▸ Çıkarılan metin
═══

23 Ağustos 2012 Perşembe

Ayhan Sürmen Serender - Sürmene / Trabzon

Genelde organizasyon işlerindeki çok başarılıyımdır ama son 5 senedir yaz tatili organizasyonlarında bu başarımı ortaya koyamıyorum. Çıkan binbir türlü aksilikten ötürü yaz tatili benim için Ankara'da havuza girmekten öteye gidemiyor.
Bu sene, bu kem talihimi yenip, bayram için bir plan yaptım. Hedefim, güney sahilleri değil, bilakis aksine soğuk Karadeniz yaylaları oldu. Baba tarafı Trabzon'lu, anne tarafı Rize'li olmam da bu planı bir hayli kolaylaştırdı.
Bayramın ilk günü sabah, arabayla yola koyulduk. Saat 09:00 civarında Trabzon'a gelmiştik. Tabi yolda verdiğimiz mola haricinde pek birşey yeme fırsatı bulamadık. Hazır Trabzon'dayken, Akçaabat köftesi yemeyi düşündük ama bayram vesilesiyle henüz açmadıklarını iletince biraz üzüldük. Yolumuza devam ederken, Sürmene'de gözümüze, "Serender" takıldı. Ankara'lılar, Serender'in Bahçelievler'de ve Öveçler'deki şubelerinden hatırlayacaklardır. Bize de tanıdık bir isim ve manzarası da gayet güzel olduğundan burada kahvaltı yapmak için durduk.

═══

▸ Yönerge A
Girdilerde "Can you see the shoulder?" ifadesinin geçtiği satırdan girdilerin sonuna kadar (iki uç da dahil) uzanan satırları, boş satırları atlayıp her satıra bir dize düşecek biçimde bir JSON listesi olarak yeniden yazın.

═══

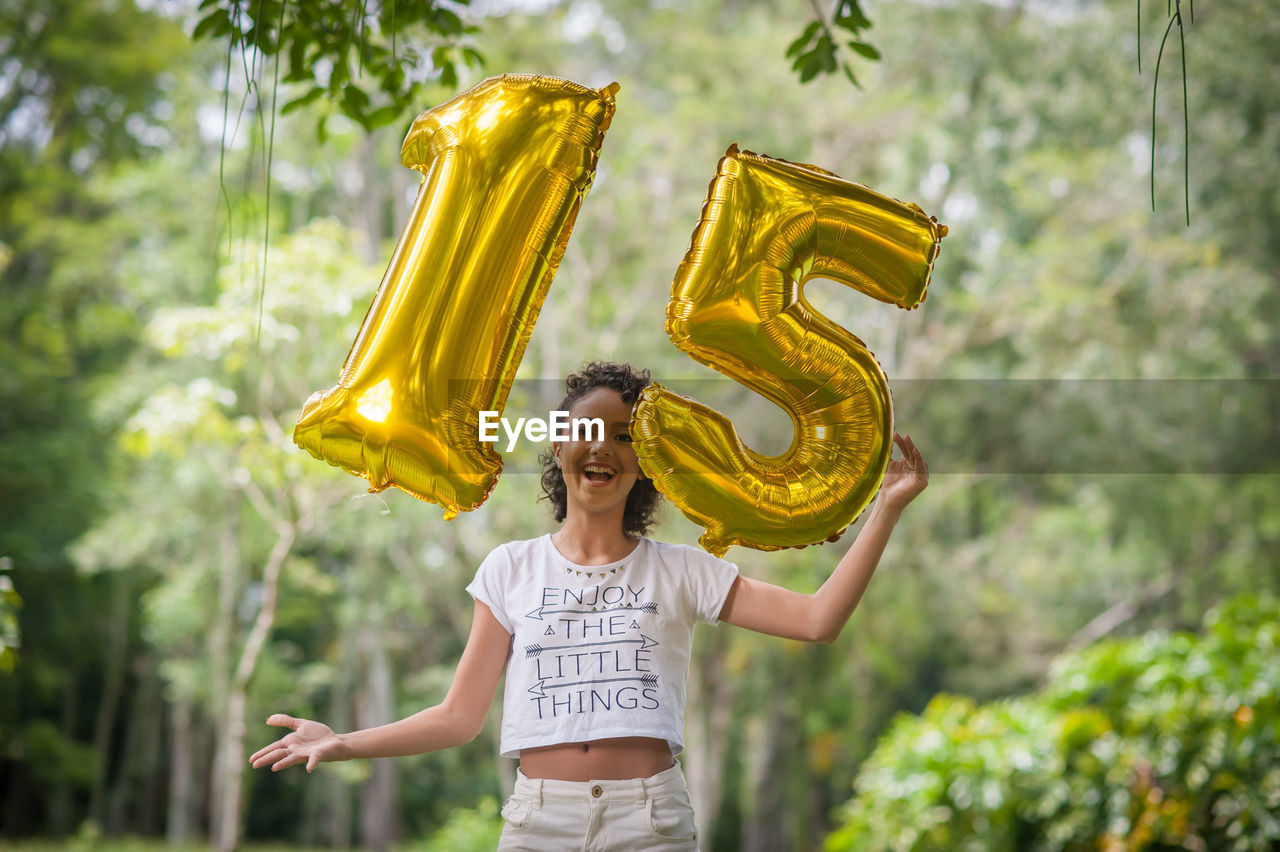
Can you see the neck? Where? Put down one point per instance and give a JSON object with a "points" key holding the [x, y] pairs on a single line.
{"points": [[593, 541]]}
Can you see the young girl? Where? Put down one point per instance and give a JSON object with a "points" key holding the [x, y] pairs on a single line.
{"points": [[594, 624]]}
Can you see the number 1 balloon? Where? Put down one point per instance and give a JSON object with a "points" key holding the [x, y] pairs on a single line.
{"points": [[504, 168]]}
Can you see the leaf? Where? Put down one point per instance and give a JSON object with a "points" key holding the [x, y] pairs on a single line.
{"points": [[298, 102], [215, 23], [805, 37], [810, 68], [863, 49], [384, 115], [851, 17], [849, 73]]}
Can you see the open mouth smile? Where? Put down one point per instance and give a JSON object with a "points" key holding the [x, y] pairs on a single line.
{"points": [[599, 473]]}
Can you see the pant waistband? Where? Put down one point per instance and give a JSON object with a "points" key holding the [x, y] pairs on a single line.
{"points": [[634, 789]]}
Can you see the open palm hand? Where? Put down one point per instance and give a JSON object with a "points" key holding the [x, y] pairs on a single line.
{"points": [[905, 477]]}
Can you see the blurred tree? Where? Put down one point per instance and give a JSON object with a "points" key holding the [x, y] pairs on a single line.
{"points": [[85, 90], [1166, 741]]}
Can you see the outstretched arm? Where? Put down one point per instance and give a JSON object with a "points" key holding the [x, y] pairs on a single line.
{"points": [[451, 723], [819, 617]]}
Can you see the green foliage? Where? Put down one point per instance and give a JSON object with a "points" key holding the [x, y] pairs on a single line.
{"points": [[466, 830], [373, 59], [10, 632], [1169, 740], [817, 49]]}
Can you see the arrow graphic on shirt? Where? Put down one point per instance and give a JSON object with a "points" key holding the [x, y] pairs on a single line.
{"points": [[650, 607], [644, 642], [539, 688]]}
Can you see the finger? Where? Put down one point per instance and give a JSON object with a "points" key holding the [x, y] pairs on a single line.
{"points": [[278, 743], [270, 757], [288, 760], [283, 720]]}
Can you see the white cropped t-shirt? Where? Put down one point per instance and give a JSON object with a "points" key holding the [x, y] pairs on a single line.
{"points": [[598, 651]]}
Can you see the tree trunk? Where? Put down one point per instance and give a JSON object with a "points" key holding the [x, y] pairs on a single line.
{"points": [[768, 827], [231, 763], [220, 655], [711, 699], [178, 821], [376, 706], [109, 705]]}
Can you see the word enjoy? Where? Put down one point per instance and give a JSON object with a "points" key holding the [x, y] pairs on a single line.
{"points": [[558, 427]]}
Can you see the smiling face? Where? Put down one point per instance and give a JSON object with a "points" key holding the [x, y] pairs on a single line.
{"points": [[599, 473]]}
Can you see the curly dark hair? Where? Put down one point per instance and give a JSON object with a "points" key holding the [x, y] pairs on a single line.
{"points": [[644, 500]]}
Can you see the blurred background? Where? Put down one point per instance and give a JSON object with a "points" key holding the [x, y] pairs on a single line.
{"points": [[1073, 639]]}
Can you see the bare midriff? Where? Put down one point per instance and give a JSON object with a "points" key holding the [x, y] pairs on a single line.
{"points": [[615, 759]]}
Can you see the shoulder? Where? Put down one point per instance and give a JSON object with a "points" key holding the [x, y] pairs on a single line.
{"points": [[520, 549], [681, 555]]}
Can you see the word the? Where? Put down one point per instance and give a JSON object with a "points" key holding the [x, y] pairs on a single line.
{"points": [[558, 427]]}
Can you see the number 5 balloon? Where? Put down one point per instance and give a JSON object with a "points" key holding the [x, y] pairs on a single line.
{"points": [[737, 306], [504, 168]]}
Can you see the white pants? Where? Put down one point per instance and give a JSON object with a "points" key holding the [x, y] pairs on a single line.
{"points": [[635, 815]]}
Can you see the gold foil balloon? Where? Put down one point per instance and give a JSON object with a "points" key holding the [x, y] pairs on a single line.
{"points": [[737, 306], [504, 169]]}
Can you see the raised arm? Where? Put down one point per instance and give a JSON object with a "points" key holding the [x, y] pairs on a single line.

═══

▸ Yönerge B
Çıkarılan metinde anlatılan yolculukta Trabzon'a saat kaç civarında varılmıştır?

▸ Tam çözüm A
[
  "Can you see the shoulder? Where? Put down one point per instance and give a JSON object with a \"points\" key holding the [x, y] pairs on a single line.",
  "{\"points\": [[520, 549], [681, 555]]}",
  "Can you see the word the? Where? Put down one point per instance and give a JSON object with a \"points\" key holding the [x, y] pairs on a single line.",
  "{\"points\": [[558, 427]]}",
  "Can you see the number 5 balloon? Where? Put down one point per instance and give a JSON object with a \"points\" key holding the [x, y] pairs on a single line.",
  "{\"points\": [[737, 306], [504, 168]]}",
  "Can you see the white pants? Where? Put down one point per instance and give a JSON object with a \"points\" key holding the [x, y] pairs on a single line.",
  "{\"points\": [[635, 815]]}",
  "Can you see the gold foil balloon? Where? Put down one point per instance and give a JSON object with a \"points\" key holding the [x, y] pairs on a single line.",
  "{\"points\": [[737, 306], [504, 169]]}",
  "Can you see the raised arm? Where? Put down one point per instance and give a JSON object with a \"points\" key holding the [x, y] pairs on a single line."
]

▸ Tam çözüm B
Saat 09:00 civarında.